§ **PROBLEM TO SOLVE**: What lines in the data below mention the string "arena"? Copy them out.

::::

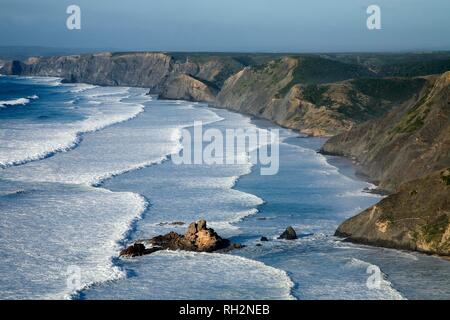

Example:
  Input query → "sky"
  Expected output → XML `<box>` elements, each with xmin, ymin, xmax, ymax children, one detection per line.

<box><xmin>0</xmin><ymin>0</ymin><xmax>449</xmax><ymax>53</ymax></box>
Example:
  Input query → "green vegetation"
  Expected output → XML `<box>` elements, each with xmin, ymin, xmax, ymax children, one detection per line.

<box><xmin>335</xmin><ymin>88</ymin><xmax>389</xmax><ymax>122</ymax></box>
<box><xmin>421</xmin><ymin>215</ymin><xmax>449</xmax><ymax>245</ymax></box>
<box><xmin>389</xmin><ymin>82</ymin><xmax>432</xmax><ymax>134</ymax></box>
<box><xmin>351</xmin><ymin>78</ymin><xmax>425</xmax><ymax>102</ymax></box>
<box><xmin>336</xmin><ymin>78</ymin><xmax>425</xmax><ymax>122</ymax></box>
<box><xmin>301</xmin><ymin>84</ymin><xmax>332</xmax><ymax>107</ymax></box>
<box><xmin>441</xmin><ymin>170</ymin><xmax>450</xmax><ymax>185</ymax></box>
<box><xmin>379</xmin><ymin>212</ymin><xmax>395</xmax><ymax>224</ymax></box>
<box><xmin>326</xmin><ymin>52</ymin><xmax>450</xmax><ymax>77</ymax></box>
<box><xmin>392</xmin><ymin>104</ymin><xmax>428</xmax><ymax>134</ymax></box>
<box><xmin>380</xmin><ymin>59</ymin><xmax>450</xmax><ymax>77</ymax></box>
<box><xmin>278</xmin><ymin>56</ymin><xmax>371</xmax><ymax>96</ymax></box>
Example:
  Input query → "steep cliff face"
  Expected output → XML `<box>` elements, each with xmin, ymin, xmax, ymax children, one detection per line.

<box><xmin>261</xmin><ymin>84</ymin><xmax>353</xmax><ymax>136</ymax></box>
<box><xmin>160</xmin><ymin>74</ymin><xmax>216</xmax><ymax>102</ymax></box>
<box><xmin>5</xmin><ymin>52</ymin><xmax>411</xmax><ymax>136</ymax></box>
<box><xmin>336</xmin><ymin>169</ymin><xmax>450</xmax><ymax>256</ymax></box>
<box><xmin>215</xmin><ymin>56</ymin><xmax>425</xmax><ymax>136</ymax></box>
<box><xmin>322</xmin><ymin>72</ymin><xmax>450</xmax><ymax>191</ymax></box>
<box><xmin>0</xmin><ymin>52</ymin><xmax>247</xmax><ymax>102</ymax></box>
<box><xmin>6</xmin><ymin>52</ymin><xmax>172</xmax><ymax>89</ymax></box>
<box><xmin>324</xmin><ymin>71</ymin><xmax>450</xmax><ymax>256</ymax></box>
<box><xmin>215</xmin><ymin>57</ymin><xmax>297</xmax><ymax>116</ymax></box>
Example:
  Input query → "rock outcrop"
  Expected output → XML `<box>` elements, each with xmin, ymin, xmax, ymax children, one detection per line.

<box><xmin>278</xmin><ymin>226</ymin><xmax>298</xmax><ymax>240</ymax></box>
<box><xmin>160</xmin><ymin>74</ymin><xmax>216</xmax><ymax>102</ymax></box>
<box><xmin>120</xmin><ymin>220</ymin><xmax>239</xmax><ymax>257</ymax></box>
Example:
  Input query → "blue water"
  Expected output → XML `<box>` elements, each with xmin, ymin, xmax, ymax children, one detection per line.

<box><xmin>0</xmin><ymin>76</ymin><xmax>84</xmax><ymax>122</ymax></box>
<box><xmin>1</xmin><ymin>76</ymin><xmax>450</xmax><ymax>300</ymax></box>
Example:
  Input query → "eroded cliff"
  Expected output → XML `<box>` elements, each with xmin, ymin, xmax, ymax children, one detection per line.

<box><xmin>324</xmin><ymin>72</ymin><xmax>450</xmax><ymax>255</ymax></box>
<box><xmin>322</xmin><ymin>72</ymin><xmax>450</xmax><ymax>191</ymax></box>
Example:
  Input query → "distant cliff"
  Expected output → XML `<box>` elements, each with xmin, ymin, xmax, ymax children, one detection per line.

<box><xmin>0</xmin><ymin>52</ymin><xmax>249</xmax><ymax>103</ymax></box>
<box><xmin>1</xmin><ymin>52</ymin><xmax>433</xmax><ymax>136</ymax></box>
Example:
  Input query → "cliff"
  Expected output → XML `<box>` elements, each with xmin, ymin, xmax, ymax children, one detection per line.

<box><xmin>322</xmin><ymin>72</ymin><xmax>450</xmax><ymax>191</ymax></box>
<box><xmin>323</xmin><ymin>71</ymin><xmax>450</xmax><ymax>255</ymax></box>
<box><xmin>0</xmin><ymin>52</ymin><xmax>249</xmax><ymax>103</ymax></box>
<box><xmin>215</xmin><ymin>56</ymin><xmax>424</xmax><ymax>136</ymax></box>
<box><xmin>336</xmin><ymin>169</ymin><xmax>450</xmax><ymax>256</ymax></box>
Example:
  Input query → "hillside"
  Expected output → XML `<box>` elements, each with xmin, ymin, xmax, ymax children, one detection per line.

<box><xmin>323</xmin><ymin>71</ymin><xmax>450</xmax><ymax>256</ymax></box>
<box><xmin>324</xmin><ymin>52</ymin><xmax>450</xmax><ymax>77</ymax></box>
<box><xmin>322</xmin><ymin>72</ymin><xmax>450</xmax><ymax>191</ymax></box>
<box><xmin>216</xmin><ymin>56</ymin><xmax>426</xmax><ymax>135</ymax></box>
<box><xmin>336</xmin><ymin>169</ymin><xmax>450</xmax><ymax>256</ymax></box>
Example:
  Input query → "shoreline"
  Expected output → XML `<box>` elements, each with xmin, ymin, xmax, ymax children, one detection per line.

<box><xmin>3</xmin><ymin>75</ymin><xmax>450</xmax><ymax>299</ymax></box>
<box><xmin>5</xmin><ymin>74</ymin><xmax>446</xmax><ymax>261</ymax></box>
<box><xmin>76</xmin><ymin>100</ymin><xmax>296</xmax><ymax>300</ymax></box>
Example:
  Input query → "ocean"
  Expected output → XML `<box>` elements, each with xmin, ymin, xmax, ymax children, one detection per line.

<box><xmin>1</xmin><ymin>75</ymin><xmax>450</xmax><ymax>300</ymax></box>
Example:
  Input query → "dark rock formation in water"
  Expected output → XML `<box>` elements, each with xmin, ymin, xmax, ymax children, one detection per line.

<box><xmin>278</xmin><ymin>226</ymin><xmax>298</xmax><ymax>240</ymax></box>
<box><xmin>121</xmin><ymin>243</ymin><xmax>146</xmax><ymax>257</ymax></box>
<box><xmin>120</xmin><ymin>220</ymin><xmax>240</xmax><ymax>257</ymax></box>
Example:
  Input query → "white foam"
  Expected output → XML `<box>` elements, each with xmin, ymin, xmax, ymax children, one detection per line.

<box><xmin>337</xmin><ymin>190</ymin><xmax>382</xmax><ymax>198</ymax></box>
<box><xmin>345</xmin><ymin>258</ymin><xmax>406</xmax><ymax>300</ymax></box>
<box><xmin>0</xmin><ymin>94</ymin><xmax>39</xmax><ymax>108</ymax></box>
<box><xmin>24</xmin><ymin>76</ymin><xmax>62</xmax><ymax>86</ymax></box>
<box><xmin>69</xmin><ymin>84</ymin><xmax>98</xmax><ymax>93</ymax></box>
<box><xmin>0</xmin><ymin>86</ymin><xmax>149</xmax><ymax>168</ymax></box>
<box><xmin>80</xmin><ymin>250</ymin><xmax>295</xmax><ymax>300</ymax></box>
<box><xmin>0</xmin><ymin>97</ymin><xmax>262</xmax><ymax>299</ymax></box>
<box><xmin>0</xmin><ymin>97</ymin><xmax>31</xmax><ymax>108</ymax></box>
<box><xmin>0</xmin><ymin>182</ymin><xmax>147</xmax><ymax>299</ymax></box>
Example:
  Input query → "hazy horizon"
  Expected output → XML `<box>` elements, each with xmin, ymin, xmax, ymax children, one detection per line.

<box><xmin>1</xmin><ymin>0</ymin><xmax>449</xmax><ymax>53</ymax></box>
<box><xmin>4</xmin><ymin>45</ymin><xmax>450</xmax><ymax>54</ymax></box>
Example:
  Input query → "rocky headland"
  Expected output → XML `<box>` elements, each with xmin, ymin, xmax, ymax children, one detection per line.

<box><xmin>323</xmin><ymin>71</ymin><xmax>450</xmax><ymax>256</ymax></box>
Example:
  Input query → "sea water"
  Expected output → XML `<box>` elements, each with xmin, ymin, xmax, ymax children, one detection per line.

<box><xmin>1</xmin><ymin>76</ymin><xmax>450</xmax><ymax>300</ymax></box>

::::

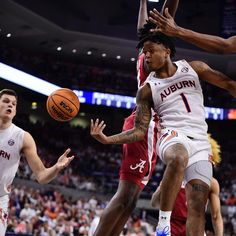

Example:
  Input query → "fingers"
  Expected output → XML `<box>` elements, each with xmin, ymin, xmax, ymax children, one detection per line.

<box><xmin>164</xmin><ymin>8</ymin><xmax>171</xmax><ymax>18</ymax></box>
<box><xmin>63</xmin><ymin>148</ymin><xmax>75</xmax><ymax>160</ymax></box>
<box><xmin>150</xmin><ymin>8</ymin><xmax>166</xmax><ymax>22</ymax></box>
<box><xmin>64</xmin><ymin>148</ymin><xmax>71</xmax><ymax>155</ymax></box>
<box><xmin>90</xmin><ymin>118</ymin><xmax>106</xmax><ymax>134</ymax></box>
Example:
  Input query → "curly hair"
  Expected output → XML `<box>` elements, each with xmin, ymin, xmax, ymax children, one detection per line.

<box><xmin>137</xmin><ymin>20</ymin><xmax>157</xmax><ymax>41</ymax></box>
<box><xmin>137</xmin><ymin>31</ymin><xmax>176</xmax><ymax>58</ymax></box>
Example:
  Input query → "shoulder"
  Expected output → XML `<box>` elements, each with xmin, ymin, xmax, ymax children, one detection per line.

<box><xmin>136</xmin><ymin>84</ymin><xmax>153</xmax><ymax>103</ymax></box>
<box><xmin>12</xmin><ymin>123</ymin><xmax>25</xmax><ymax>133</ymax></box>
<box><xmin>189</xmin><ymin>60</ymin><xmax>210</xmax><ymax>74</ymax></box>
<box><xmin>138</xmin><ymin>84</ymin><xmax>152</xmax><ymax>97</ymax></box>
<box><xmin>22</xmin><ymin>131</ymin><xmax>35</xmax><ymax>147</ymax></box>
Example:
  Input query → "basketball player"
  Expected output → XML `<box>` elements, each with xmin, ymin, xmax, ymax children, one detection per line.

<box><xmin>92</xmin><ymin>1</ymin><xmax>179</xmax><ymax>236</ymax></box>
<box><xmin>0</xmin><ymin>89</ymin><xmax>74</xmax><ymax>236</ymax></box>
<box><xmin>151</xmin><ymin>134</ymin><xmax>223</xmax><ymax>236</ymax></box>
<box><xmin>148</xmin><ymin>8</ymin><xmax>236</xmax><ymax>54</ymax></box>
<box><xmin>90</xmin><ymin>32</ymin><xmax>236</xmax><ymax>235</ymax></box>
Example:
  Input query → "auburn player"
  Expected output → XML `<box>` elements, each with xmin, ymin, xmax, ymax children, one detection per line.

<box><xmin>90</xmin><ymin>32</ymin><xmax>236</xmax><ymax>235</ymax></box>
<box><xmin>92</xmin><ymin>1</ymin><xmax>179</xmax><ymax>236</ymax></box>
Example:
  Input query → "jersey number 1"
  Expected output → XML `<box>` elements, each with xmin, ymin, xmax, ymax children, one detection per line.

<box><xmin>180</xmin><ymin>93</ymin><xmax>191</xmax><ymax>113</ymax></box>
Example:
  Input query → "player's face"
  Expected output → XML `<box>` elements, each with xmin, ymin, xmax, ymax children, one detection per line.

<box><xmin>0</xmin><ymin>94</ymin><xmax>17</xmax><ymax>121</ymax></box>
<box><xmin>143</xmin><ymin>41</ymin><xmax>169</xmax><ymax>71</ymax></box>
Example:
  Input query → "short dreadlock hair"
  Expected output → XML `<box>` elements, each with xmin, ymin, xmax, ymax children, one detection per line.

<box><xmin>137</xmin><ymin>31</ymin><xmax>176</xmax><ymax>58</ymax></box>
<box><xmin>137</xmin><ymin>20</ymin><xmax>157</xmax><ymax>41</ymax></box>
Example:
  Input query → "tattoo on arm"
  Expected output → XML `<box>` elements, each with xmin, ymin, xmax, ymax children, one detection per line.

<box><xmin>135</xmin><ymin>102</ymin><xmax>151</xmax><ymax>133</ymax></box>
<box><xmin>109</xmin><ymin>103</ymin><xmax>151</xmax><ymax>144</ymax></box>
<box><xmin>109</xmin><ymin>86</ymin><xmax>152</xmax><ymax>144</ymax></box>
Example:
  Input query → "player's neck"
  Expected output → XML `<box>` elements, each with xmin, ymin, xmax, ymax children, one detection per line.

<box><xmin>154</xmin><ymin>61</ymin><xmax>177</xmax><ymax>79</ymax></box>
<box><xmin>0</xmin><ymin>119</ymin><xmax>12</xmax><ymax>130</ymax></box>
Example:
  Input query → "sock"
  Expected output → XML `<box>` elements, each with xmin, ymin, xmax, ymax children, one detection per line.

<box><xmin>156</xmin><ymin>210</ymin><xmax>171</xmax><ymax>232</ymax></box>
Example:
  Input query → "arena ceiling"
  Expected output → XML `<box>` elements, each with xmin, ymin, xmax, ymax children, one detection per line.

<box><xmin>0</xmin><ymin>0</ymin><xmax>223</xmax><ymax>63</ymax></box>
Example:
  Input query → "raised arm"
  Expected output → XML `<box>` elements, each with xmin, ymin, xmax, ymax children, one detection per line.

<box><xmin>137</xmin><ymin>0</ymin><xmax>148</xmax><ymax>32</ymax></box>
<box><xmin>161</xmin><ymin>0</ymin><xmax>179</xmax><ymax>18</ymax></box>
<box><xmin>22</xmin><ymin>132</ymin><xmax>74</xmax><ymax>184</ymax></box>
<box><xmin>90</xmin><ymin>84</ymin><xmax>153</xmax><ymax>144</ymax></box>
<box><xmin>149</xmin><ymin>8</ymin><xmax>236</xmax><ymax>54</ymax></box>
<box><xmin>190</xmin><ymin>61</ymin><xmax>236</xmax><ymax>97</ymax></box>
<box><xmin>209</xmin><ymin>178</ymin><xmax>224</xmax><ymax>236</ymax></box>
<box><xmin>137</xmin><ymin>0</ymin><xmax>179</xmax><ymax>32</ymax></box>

::::

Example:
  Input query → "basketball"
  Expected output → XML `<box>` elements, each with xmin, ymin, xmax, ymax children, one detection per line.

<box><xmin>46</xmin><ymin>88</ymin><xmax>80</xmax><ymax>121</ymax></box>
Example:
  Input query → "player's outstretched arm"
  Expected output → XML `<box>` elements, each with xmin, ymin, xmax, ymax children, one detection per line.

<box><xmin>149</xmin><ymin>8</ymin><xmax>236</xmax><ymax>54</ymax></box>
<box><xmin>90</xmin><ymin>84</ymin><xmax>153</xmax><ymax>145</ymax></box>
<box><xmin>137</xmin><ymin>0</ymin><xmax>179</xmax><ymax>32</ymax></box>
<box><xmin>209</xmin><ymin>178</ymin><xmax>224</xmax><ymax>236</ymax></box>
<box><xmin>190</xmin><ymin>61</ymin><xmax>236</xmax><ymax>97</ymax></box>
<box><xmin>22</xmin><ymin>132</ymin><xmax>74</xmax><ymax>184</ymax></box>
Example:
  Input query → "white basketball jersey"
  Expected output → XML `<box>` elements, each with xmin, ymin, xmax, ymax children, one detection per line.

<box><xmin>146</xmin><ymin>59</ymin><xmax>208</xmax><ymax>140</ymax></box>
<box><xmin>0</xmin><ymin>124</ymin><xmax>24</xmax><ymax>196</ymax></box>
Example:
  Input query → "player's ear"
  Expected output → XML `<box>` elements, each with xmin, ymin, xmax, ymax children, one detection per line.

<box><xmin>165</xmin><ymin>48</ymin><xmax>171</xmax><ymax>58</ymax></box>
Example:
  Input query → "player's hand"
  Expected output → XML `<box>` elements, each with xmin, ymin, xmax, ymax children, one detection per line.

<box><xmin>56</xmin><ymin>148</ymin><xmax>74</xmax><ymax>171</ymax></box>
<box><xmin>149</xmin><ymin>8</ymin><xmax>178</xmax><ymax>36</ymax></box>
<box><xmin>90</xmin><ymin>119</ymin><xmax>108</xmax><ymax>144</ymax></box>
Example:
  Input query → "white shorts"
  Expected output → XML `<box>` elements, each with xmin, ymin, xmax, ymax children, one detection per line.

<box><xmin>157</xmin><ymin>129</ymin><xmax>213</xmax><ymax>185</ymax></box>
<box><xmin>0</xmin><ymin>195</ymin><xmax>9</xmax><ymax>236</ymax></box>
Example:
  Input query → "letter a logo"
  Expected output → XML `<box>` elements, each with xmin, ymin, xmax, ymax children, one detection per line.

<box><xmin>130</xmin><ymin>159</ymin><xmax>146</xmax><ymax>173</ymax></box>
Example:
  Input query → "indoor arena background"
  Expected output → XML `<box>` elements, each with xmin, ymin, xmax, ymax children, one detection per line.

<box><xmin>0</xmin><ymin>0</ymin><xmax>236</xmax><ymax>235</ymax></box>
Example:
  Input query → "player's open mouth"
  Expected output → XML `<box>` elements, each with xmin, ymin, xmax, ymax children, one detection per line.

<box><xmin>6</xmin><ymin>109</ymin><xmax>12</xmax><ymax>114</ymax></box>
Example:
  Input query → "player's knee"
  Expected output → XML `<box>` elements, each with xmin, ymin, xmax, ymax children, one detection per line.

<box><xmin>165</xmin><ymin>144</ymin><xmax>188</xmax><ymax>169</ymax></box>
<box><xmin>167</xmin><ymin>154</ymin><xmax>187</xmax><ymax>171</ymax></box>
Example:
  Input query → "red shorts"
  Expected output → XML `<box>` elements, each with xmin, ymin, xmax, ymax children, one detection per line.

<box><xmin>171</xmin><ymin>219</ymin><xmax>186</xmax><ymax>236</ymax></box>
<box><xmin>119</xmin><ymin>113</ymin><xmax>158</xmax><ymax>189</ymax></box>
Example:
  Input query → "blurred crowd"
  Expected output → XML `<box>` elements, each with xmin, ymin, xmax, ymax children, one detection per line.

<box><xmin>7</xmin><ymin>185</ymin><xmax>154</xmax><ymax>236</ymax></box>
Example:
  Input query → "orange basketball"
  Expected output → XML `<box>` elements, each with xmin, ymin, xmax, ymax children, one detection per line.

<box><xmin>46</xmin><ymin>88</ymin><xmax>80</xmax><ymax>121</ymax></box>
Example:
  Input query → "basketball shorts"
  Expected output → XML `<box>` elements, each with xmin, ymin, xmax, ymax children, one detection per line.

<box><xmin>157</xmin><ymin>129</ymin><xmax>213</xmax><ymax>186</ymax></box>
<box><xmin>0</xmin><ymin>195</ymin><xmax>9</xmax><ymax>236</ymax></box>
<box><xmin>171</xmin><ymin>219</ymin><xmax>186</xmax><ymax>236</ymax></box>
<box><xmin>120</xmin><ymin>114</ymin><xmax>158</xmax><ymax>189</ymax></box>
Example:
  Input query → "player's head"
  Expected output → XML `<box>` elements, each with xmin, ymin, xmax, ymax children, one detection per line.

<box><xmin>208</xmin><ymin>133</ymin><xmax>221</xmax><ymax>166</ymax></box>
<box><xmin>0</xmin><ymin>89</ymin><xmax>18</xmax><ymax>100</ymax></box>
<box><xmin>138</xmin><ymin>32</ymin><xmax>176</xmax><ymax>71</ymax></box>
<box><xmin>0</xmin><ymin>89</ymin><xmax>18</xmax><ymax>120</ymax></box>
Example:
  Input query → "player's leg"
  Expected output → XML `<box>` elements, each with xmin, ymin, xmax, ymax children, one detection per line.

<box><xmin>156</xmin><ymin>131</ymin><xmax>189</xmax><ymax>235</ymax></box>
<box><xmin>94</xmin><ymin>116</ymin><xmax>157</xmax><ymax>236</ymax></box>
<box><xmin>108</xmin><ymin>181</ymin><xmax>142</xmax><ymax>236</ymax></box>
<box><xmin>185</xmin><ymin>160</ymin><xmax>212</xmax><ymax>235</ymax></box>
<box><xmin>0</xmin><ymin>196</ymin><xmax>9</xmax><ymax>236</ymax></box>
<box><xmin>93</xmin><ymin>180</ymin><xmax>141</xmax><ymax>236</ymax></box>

::::

§ **PROBLEM SOLUTION**:
  Input query → "arena ceiling"
  Input query → "indoor arena background"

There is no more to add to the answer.